ACTIVITY: Make an exact copy of the entries below.

[[ DATA IN THIS EXERCISE, beginning ]]

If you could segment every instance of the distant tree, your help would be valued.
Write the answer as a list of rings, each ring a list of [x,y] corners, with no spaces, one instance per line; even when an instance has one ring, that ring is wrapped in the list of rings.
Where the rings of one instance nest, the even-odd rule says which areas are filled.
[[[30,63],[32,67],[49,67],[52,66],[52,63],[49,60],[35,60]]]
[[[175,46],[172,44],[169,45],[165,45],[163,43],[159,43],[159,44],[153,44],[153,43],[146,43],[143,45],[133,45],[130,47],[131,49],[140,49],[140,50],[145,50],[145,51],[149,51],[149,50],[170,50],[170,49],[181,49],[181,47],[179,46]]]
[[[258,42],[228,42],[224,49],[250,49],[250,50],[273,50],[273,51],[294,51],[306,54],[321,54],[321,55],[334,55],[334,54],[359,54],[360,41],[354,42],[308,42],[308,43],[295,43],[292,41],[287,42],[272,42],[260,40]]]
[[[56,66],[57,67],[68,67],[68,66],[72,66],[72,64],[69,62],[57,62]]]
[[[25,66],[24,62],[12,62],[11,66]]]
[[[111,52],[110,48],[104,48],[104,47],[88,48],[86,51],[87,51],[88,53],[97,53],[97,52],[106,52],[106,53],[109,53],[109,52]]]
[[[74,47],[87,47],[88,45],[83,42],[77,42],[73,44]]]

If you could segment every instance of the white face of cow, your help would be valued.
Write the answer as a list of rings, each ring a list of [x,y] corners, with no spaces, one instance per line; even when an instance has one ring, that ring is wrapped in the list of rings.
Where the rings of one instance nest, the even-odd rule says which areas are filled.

[[ DATA IN THIS EXERCISE, end ]]

RESPONSE TO THE EXERCISE:
If you could segment every instance of the distant tree, your help would be valued.
Write the answer as a list of rings, each ring a list of [x,y] corners, with no spaces, one instance per line; even when an instance has one ring, that ring is wrapped in the list of rings.
Where the rings of one instance nest, the even-odd rule says which areas are filled.
[[[30,63],[32,67],[49,67],[52,66],[52,63],[49,60],[35,60]]]
[[[175,46],[172,44],[169,45],[165,45],[163,43],[159,43],[159,44],[153,44],[153,43],[146,43],[143,45],[133,45],[130,47],[131,49],[140,49],[140,50],[145,50],[145,51],[149,51],[149,50],[170,50],[170,49],[181,49],[181,47],[179,46]]]
[[[258,42],[228,42],[224,49],[250,49],[250,50],[273,50],[273,51],[294,51],[306,54],[321,54],[321,55],[334,55],[334,54],[359,54],[360,41],[354,42],[308,42],[308,43],[295,43],[292,41],[287,42],[272,42],[260,40]]]
[[[56,66],[57,67],[68,67],[68,66],[72,66],[72,64],[69,62],[57,62]]]
[[[25,66],[24,62],[12,62],[11,66]]]
[[[111,52],[110,48],[104,48],[104,47],[88,48],[86,51],[87,51],[88,53],[97,53],[97,52],[106,52],[106,53],[109,53],[109,52]]]
[[[74,47],[87,47],[88,45],[83,42],[77,42],[73,44]]]

If you could segment every instance of the white face of cow, your help would be valued.
Write the answer as a list of rings, each ring a list of [x,y] corners, with no spaces, one instance per line; even when an instance has one ring, that ring is wrapped in the list of rings.
Where the rings of one instance nest, the even-odd rule says which areas are filled.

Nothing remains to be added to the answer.